» **Short exercise**
Reproduce verbatim the passage of the essay on setting out on quests below, starting with "To be clear, there" and going on through "of course). ;o)".
++++ Document extract
I have several large projects about history, spirit, art and understanding underway right now. I am learning a great deal as I work on them, and try to resolve the many contradictions raised, and it feels as if I am making some genuine progress in difficult understandings. I’m looking forward to sharing some of the curious results, soon. But for today I want to talk just a bit about the weirdness and difficulty many questers face, just by setting out at all.

To be clear, there are plenty of quests which are misguided, foolish and even counter productive, and anyone who is always entirely certain that they are NOT in this camp, is really tempting the Murphic forces of the universe to find some hilariously dramatic way to prove otherwise (strictly for educational purposes, of course). ;o)

It is also really important to note that not all quests take a loud dramatic attention-seeking form. Some truly heroic effects are achieved through modest patience and dedication, applied over a long period. But if you are wired up in that funny way that makes you want to do something difficult and unusual, which might help to make the world a bit better, you need to gather a few key elements together, before you can really get started.
++++++++
++++ Material provided
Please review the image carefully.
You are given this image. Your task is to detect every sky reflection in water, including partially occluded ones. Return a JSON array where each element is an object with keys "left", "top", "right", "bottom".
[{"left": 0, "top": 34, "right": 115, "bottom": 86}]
++++++++
» **The result**
To be clear, there are plenty of quests which are misguided, foolish and even counter productive, and anyone who is always entirely certain that they are NOT in this camp, is really tempting the Murphic forces of the universe to find some hilariously dramatic way to prove otherwise (strictly for educational purposes, of course). ;o)